— What is needed —
Copy each of the records below word for word, with no changes.

— Source material —
----

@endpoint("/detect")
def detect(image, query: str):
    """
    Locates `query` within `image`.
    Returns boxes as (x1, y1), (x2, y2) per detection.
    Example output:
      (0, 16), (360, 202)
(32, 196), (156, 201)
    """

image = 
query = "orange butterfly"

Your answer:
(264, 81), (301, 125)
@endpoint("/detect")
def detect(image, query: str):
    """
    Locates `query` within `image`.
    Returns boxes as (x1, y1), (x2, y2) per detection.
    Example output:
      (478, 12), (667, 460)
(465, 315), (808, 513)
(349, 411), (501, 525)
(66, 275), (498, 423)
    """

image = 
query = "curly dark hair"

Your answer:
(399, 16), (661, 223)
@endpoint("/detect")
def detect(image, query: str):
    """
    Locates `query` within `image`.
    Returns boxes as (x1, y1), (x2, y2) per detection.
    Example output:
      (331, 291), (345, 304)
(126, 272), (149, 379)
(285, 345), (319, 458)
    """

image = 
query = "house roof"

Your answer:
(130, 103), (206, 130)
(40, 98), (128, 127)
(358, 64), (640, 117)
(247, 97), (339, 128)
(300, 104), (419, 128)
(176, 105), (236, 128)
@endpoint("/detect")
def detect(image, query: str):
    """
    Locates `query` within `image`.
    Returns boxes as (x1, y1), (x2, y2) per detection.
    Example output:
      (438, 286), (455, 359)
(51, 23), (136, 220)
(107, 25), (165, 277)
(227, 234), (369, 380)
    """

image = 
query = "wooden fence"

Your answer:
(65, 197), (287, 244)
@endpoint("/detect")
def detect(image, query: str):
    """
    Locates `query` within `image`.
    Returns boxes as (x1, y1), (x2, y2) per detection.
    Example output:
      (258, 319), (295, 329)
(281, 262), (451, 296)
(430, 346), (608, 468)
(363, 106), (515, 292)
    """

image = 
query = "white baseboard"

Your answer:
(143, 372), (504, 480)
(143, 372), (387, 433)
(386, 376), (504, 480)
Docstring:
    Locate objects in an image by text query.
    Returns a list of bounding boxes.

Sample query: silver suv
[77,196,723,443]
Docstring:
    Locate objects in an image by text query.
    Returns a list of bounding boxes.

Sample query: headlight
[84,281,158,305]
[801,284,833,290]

----

— Output of the task —
@endpoint("/detect")
def detect(image, query: str):
    """
    Locates `query` within `image`.
    Returns boxes as (x1, y1), (x2, y2) per detection.
    Example output:
      (0, 16), (360, 202)
(32, 196), (156, 201)
    """

image = 
query = "orange butterfly"

Your answer:
(264, 81), (301, 125)
@endpoint("/detect")
def detect(image, query: str):
    """
    Locates `query` within `image`.
    Returns boxes as (x1, y1), (x2, y2) per detection.
    Example output:
      (478, 12), (667, 460)
(465, 315), (808, 513)
(349, 411), (501, 525)
(66, 275), (498, 423)
    """

image = 
query = "curly dark hair"

Your answer:
(399, 16), (661, 223)
@endpoint("/detect")
def detect(image, query: str):
    """
    Locates `query` within `image`.
    Returns boxes as (x1, y1), (x2, y2) per detection.
    Example output:
      (331, 291), (345, 304)
(126, 272), (149, 379)
(285, 345), (319, 458)
    """

image = 
query = "house roof"

Your answer:
(130, 103), (206, 130)
(40, 98), (128, 127)
(358, 64), (640, 117)
(247, 97), (339, 128)
(300, 104), (419, 128)
(176, 105), (236, 128)
@endpoint("/detect")
def detect(image, query: str):
    """
    Locates `query` within `image`.
    Returns boxes as (x1, y1), (x2, y2) per detection.
    Example output:
      (438, 286), (455, 359)
(51, 23), (136, 220)
(107, 25), (165, 277)
(227, 234), (369, 380)
    """

image = 
query = "wooden fence"

Your answer:
(65, 197), (287, 244)
@endpoint("/detect")
def detect(image, query: str):
    """
    Locates `query` within `image`.
    Returns boxes as (x1, y1), (x2, y2) per detection.
    Example output:
      (258, 319), (295, 329)
(281, 262), (451, 296)
(430, 346), (608, 468)
(363, 106), (515, 292)
    """

image = 
query = "white baseboard"

Your answer:
(143, 372), (504, 480)
(143, 372), (387, 433)
(386, 376), (504, 480)
Docstring:
    Locate objects in an image by text query.
    Returns a list of bounding boxes.

Sample query: silver suv
[77,196,723,443]
Docstring:
    Locate objects in an image by text query.
    Returns a list of bounding boxes.

Sample query: headlight
[84,281,158,305]
[801,284,833,290]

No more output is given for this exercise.